INSTRUCTIONS FOR THE TASK: Output only the lines below that start at the line containing "If you could drop a marker on the metal" and end at the line containing "If you could drop a marker on the reflection on wet", with both ends kept.

THE DATA:
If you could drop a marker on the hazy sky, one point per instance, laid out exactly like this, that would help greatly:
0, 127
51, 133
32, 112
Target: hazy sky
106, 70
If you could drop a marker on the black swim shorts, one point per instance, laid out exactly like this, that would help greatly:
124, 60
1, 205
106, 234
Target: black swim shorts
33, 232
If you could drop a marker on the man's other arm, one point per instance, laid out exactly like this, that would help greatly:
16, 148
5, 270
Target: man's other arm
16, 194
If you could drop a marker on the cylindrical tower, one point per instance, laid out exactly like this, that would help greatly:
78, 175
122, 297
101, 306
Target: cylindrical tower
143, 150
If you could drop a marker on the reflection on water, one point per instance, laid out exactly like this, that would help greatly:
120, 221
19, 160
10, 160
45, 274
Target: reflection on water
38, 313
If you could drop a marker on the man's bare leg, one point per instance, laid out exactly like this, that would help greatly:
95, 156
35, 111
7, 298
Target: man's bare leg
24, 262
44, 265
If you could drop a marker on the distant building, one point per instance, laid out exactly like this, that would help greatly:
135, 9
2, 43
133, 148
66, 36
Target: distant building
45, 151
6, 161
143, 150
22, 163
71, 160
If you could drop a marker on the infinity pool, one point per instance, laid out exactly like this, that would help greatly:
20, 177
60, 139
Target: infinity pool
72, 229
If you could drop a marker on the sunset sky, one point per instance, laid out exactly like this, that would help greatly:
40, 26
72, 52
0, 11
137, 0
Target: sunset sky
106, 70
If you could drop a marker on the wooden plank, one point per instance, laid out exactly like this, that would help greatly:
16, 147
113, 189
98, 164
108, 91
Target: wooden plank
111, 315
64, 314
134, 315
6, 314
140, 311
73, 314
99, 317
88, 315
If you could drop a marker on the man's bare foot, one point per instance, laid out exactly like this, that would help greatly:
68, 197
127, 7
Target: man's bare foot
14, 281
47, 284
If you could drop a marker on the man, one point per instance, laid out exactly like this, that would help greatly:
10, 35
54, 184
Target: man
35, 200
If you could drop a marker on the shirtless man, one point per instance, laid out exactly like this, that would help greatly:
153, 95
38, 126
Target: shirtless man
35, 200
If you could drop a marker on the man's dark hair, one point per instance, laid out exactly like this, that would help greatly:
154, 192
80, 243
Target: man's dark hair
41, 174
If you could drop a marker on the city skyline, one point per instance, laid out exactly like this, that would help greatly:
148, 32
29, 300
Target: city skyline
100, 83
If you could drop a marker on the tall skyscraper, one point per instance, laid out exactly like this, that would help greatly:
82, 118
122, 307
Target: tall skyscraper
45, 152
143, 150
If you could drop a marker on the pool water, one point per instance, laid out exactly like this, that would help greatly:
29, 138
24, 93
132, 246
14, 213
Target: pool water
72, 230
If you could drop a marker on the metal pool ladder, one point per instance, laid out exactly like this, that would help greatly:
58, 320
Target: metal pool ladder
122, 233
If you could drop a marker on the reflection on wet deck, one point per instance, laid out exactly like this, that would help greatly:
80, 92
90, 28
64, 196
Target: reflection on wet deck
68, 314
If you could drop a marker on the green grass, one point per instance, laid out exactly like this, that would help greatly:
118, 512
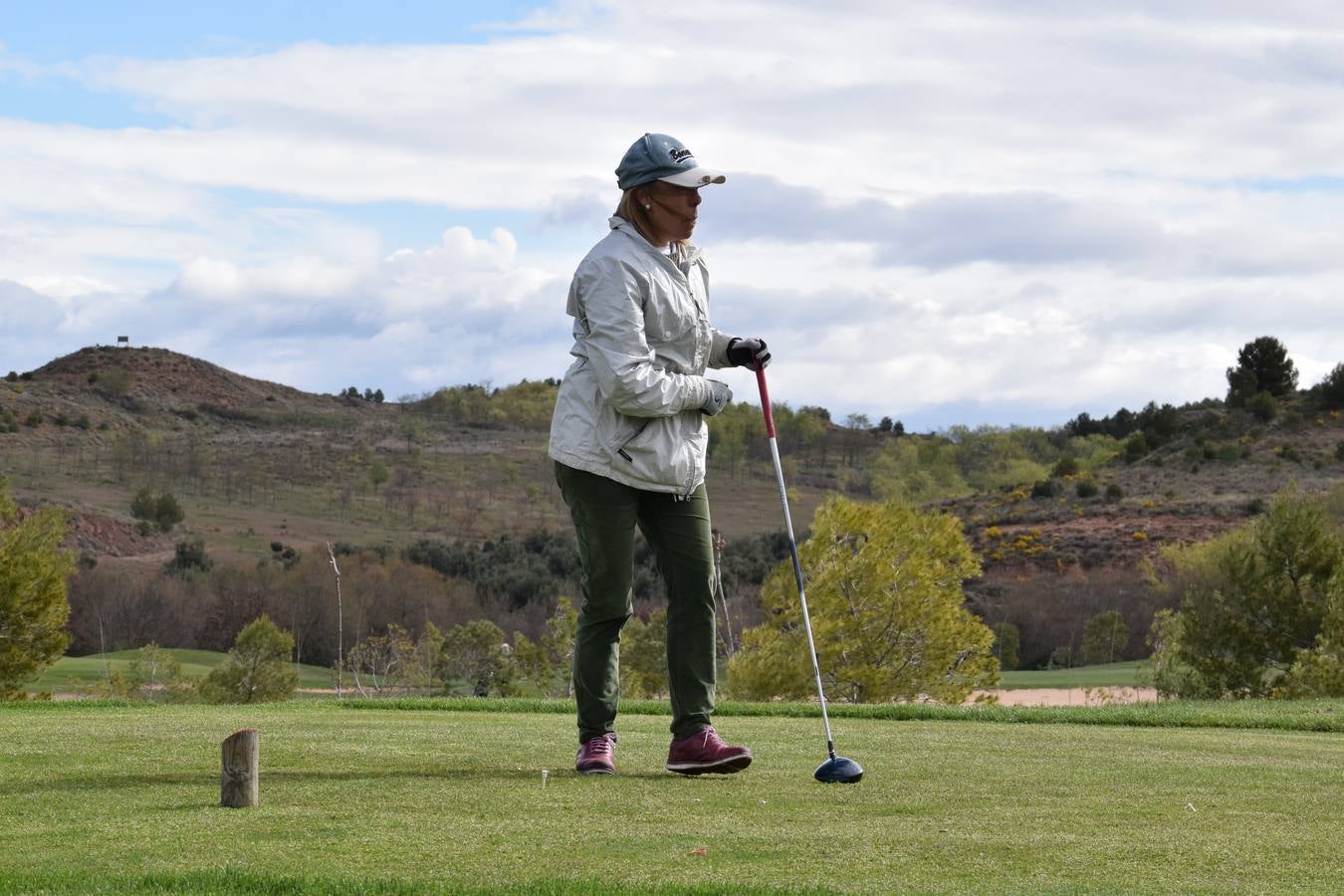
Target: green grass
70, 673
422, 796
1116, 675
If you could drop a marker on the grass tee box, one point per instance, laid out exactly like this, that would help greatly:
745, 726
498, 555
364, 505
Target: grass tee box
422, 796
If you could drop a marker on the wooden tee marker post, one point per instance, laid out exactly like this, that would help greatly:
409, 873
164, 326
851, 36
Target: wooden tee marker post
238, 770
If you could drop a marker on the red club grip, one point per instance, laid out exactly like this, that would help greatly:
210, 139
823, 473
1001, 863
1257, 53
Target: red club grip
765, 402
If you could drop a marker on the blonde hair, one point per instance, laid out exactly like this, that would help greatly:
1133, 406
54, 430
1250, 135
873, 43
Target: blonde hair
633, 210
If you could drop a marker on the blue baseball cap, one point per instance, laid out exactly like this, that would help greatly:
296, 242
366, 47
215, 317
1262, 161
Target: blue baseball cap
661, 157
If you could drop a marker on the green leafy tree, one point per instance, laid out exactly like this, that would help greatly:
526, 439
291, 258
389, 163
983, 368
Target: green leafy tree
644, 656
1319, 670
156, 675
258, 668
1007, 644
1251, 599
884, 587
1105, 637
1262, 365
550, 658
33, 591
190, 557
477, 656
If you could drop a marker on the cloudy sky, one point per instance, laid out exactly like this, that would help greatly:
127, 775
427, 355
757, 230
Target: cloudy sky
963, 212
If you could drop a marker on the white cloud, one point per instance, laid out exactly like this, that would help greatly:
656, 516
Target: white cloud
983, 206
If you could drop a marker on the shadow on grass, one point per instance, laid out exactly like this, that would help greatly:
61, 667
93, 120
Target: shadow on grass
95, 784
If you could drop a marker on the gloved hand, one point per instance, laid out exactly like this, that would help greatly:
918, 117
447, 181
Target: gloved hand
749, 352
719, 398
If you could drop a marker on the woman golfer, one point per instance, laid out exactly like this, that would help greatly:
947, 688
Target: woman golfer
629, 439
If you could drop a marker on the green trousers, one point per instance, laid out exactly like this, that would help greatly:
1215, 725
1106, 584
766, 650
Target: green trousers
605, 515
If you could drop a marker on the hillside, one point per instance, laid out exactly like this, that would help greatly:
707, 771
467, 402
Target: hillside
258, 464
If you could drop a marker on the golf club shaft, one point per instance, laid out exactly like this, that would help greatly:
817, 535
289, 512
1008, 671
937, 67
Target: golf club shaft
793, 551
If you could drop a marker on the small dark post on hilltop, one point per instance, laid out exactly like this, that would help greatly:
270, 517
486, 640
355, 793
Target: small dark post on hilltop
238, 772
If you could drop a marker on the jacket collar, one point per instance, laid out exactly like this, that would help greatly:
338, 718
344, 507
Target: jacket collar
690, 257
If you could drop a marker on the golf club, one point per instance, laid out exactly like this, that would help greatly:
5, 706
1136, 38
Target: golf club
836, 770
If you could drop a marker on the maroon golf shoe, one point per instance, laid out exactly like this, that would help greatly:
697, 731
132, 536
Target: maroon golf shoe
597, 755
706, 754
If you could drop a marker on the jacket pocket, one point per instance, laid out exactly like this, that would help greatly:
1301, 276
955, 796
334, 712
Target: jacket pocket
661, 453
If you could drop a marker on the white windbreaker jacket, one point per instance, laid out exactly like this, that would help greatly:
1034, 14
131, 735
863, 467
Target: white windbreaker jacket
629, 406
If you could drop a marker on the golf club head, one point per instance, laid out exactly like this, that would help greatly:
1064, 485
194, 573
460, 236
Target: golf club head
839, 770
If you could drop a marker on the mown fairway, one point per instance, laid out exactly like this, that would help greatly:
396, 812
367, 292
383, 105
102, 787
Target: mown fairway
117, 798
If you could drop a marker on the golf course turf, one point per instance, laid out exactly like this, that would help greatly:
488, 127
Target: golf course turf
427, 796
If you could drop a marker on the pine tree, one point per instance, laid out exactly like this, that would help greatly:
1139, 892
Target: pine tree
33, 591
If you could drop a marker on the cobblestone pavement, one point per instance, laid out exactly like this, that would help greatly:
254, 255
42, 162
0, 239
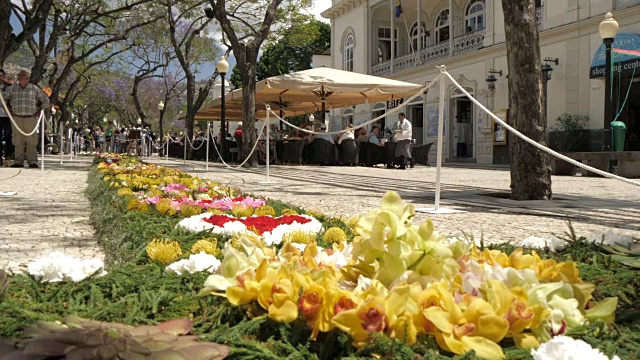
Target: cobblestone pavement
593, 205
48, 213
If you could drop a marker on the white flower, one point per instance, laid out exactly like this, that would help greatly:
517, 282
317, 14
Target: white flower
537, 242
195, 263
566, 348
57, 267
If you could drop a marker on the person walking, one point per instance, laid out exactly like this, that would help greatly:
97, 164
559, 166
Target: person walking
25, 101
6, 145
403, 136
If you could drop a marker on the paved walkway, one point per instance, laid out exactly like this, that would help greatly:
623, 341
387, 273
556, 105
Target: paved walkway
593, 205
48, 213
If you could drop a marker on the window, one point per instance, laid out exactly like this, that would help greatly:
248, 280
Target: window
384, 44
414, 36
348, 52
442, 26
475, 16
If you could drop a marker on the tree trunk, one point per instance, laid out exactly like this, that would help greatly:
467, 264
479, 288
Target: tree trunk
530, 167
5, 29
249, 81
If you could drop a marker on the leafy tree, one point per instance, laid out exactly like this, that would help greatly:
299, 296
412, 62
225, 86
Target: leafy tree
530, 167
292, 52
246, 26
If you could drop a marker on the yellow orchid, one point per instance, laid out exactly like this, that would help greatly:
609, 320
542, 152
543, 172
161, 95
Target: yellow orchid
359, 322
474, 326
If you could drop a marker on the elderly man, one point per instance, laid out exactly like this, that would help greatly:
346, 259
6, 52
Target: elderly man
25, 101
403, 136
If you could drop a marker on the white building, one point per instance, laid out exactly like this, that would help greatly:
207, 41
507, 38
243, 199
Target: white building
468, 37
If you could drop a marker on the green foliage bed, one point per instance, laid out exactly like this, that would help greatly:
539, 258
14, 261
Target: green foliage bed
138, 292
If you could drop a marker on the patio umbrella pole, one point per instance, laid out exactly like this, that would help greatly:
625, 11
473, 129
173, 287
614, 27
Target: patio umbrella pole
208, 136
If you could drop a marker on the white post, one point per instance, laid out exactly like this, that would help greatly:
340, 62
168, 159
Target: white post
440, 134
268, 148
61, 132
208, 137
42, 140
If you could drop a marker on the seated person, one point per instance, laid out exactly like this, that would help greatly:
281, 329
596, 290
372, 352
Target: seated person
347, 134
373, 136
362, 135
328, 137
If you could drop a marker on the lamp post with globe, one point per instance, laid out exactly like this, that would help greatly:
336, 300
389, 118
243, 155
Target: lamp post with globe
608, 30
223, 67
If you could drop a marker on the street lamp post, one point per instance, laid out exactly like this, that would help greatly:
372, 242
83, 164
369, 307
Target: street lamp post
546, 76
223, 67
608, 31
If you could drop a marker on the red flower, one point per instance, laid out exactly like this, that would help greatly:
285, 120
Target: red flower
261, 223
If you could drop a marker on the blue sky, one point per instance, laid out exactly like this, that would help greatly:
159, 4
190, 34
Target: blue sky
208, 69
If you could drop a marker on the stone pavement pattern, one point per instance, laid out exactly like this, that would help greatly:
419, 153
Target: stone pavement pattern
593, 205
48, 213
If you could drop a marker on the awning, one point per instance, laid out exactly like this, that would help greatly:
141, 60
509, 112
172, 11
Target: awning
624, 60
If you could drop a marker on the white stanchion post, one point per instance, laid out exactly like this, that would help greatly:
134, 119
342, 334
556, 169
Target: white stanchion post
208, 138
61, 132
440, 138
268, 148
437, 209
42, 140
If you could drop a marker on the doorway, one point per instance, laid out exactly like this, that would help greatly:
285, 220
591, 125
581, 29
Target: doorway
461, 135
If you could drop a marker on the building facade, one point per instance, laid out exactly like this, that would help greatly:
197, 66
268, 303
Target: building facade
376, 37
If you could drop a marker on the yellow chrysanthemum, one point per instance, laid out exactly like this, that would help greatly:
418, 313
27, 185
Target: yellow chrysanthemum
124, 192
334, 235
163, 251
265, 210
208, 245
190, 210
286, 212
241, 210
137, 205
315, 213
164, 207
299, 237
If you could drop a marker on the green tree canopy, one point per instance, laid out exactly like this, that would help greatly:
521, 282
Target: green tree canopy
293, 52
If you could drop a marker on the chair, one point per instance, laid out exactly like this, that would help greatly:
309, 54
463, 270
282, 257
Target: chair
348, 152
323, 152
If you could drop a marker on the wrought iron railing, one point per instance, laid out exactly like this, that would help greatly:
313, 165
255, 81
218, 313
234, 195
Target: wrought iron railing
468, 42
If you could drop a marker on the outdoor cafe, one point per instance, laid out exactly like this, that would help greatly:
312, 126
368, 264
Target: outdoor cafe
306, 95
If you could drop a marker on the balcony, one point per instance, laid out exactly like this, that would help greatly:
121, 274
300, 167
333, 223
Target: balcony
623, 4
432, 54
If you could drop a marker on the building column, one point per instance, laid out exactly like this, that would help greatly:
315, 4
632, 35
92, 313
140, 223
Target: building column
419, 22
451, 36
393, 35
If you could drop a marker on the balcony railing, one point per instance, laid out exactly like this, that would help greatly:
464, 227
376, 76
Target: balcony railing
468, 42
622, 4
431, 54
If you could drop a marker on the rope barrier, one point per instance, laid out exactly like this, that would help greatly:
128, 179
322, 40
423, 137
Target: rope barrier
391, 112
535, 143
255, 146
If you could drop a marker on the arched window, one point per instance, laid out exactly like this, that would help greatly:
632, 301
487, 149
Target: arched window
414, 36
474, 19
348, 52
442, 26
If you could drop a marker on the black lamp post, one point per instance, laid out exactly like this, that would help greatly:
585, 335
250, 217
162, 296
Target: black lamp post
223, 67
546, 76
608, 31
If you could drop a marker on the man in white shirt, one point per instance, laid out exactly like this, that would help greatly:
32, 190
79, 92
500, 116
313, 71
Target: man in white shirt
328, 137
403, 136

RESPONSE TO THE EXERCISE:
If you could drop a marker on the metal pool ladder, one point per instance, laid out exactly like this, that would help greatly:
58, 320
Target: metal pool ladder
122, 233
If you could drop a marker on the reflection on wet deck, one point per instance, laid out exactly like this, that would help greatly:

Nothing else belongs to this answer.